PASAJE SELECCIONADO:
Desde que se anunciaron con una falta o con una náusea cambiaron la vida de sus padres, y he dicho bien, de su padre y de su madre. La colaboración fisiológica es diferente, pero el deseo no lo es. No sé lo que sintieron los demás, pero para nosotros la impresión inicial pudo ser inefable, inexplicable con palabras, aunque por dentro notamos una descarga de felicidad intensa, un movimiento de concordia con la naturaleza, un vuelo hacia la perpetuación e infinitud…Los mejores momentos de la vida, los instantes más plenos y felices, tal vez van unidos a un poco de locura. Ese es uno de ellos. Un test positivo que se acompaña poco después de una sonrisa espontánea y un ramo de flores da comienzo a la andadura de la vida más hermosa, porque poder dar vida, es quizás lo más importante que podamos hacer los humanos.
Luego hay que cuidar esa vida, educarla, intentar que consiga vivir lo mejor posible, inhibir hasta donde se pueda que la “sociedad” la desvíe del camino recto, acompañarla en sus metas, soltarla cuando sea oportuno y necesario (romper el cordón umbilical), y estar a su lado hasta que nosotros nos vayamos, o dejemos de darnos cuenta.
Cuando se buscan con ilusión, saber que llegan nos llena de alegría, la gestación es bienvenida y dichosa, el alumbramiento muy deseado y las posteriores noches de insomnio mejor soportadas. Tras la pequeña decepción al ver que no traen un pan debajo del brazo, lo que sí ocurre es que empezamos a percatarnos de que tenemos una función primaria desde ahora, contamos con una responsabilidad muy importante desde este momento, y el bienestar de esa personita se convierte, y así debe serlo, en una prioridad. Eso no quita que se desarrolle adecuadamente la relación de pareja.

MATERIAL DE ORIGEN:
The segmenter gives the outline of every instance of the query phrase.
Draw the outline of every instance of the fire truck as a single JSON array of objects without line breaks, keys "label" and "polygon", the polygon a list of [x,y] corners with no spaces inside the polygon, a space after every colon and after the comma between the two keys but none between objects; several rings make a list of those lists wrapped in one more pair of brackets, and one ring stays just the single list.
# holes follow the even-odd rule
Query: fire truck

TAREA BREVE 1: Reproduce sin cambios el fragmento del pasaje seleccionado que comienza en "Cuando se buscan" y termina en "relación de pareja.".
TAREA BREVE 2:
Responde a partir del pasaje seleccionado:
(a) ¿Qué da comienzo a la andadura de la vida más hermosa?
(b) ¿Qué expresión aparece entre paréntesis junto a la idea de soltar a los hijos?
(c) ¿Qué se convierte en una prioridad?

SOLUCIÓN ESCRITA 1:
Cuando se buscan con ilusión, saber que llegan nos llena de alegría, la gestación es bienvenida y dichosa, el alumbramiento muy deseado y las posteriores noches de insomnio mejor soportadas. Tras la pequeña decepción al ver que no traen un pan debajo del brazo, lo que sí ocurre es que empezamos a percatarnos de que tenemos una función primaria desde ahora, contamos con una responsabilidad muy importante desde este momento, y el bienestar de esa personita se convierte, y así debe serlo, en una prioridad. Eso no quita que se desarrolle adecuadamente la relación de pareja.

SOLUCIÓN ESCRITA 2:
(a) Un test positivo que se acompaña poco después de una sonrisa espontánea y un ramo de flores.
(b) Romper el cordón umbilical.
(c) El bienestar de esa personita.